══ ENTRIES SUPPLIED
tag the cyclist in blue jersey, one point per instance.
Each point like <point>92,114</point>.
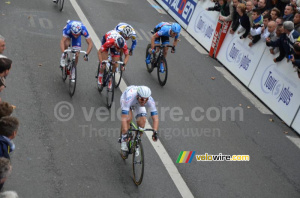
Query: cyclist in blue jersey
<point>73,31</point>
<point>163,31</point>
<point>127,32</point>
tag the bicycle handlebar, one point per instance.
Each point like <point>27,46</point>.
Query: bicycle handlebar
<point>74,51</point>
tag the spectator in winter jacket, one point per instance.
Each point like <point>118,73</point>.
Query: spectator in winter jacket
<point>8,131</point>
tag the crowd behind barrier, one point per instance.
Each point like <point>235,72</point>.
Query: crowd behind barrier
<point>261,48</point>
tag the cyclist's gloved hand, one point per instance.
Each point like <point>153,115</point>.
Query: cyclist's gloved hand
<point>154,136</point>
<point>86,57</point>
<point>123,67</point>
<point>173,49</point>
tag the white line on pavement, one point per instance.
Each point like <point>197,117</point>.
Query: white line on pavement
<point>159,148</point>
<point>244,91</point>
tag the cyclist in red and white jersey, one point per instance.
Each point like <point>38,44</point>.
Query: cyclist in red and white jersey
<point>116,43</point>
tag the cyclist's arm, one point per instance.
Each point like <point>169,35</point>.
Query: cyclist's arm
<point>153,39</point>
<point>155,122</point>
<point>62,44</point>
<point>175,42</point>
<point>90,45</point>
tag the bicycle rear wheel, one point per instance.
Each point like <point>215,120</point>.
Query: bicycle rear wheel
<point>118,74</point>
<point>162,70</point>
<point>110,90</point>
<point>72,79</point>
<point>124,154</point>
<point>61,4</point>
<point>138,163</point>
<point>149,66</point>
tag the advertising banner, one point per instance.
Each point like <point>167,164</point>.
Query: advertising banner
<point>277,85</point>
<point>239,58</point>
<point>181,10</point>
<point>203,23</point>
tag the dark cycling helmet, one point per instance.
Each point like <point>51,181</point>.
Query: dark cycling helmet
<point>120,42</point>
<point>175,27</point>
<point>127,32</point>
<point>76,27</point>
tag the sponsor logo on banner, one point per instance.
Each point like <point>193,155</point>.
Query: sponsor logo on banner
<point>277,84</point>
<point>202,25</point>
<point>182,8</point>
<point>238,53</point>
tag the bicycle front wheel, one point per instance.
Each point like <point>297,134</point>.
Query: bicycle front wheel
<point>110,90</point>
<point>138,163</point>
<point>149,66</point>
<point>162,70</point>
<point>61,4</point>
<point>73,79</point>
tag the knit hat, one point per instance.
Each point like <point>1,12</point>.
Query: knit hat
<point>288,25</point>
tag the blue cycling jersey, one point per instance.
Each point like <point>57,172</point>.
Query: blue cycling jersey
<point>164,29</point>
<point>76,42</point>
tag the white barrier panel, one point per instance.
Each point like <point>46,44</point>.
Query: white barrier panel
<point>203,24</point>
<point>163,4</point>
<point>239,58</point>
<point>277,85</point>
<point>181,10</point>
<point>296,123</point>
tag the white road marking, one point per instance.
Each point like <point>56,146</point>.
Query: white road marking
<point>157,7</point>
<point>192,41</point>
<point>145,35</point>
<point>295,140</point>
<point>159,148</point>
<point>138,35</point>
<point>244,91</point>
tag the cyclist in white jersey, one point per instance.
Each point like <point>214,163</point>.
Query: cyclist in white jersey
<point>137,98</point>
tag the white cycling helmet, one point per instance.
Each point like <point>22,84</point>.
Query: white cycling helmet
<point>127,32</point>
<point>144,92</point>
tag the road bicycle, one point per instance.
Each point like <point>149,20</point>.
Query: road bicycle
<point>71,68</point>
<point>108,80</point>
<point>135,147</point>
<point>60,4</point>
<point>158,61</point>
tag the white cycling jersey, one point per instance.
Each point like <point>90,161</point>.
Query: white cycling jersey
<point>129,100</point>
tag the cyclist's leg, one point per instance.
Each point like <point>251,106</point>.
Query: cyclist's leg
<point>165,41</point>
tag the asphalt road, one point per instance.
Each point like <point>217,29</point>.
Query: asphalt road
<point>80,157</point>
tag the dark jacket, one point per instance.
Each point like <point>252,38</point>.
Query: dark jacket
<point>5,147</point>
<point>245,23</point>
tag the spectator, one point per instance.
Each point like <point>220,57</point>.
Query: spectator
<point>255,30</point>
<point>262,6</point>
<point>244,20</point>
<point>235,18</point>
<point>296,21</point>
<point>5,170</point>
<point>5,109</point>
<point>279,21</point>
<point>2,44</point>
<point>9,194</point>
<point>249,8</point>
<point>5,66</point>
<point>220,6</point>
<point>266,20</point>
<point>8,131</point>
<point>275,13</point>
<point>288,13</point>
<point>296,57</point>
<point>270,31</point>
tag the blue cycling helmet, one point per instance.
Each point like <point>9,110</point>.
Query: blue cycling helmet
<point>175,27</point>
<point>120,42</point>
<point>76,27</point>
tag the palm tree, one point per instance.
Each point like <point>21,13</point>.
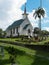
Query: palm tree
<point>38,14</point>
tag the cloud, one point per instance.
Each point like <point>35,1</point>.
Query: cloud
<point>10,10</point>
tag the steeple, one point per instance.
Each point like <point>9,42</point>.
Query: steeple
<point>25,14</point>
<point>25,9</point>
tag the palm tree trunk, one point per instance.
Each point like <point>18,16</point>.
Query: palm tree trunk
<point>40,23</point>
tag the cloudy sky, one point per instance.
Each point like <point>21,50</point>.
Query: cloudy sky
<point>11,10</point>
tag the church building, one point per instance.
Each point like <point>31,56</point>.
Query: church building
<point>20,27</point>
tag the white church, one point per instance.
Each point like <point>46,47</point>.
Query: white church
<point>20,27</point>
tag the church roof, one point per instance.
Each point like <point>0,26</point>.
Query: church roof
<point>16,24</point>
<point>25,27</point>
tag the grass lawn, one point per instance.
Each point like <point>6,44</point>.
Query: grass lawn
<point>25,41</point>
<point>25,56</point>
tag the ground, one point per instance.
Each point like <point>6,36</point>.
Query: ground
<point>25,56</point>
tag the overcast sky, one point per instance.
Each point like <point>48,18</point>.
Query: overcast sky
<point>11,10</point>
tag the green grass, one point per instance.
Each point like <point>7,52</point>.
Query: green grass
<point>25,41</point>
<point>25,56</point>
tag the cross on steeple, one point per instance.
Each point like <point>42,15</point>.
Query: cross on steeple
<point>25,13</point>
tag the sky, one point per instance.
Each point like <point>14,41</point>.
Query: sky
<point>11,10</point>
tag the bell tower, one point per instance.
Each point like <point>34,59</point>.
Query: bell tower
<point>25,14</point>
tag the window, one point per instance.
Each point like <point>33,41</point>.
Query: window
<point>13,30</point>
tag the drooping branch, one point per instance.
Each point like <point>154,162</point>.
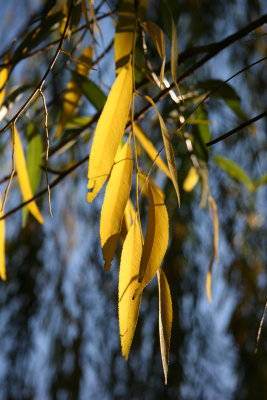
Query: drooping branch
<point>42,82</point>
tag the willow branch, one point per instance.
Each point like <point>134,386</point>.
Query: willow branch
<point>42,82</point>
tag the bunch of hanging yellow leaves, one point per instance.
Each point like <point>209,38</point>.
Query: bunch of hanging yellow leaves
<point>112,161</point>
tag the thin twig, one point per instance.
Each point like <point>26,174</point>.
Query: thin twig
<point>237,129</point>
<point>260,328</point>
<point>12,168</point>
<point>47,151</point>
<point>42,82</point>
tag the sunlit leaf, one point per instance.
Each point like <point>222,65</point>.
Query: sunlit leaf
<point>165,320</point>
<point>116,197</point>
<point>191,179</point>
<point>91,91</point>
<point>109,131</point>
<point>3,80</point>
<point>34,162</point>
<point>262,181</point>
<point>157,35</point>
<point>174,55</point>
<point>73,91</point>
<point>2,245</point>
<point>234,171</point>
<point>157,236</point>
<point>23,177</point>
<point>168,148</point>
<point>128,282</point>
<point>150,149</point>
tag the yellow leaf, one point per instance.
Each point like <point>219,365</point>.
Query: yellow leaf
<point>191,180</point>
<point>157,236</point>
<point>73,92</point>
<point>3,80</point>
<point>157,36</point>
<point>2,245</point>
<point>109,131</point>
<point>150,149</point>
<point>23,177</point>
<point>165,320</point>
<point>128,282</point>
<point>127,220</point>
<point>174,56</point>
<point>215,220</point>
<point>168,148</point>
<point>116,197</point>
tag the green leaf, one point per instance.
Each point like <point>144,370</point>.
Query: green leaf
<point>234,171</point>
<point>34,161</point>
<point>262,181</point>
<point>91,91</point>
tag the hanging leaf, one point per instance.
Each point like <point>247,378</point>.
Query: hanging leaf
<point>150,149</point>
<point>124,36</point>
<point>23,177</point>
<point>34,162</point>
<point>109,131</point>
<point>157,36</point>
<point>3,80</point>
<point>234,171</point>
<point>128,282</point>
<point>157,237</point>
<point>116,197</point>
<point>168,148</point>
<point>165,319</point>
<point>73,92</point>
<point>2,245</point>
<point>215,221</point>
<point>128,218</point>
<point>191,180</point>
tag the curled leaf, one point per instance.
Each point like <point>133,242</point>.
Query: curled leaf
════
Figure out the number of lines above in which the string "curled" appears. Only the number should be given.

2